Job. State how many lines of the records below contain the word "field". Give the number alone.

Available records.
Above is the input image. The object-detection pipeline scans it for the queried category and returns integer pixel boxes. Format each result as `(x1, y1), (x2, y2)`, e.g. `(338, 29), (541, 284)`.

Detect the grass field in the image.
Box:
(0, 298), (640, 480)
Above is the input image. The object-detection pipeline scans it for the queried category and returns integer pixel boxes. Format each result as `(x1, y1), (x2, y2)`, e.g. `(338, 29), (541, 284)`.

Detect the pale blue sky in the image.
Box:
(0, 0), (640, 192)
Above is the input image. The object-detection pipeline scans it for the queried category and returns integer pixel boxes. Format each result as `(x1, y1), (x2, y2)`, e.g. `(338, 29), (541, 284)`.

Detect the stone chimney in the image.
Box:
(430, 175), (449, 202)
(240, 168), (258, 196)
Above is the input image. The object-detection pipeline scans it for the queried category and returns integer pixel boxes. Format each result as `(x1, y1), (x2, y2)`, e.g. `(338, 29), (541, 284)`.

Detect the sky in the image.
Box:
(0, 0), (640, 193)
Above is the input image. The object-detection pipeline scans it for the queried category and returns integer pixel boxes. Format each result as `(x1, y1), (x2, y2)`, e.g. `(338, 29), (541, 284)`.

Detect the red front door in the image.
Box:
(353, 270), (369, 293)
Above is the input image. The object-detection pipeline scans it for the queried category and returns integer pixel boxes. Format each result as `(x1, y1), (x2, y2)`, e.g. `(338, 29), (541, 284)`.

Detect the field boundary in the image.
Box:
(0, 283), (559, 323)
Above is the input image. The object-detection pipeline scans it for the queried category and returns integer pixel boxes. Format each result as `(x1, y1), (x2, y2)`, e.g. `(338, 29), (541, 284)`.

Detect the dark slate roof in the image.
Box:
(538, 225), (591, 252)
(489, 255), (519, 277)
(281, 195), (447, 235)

Completed task. 2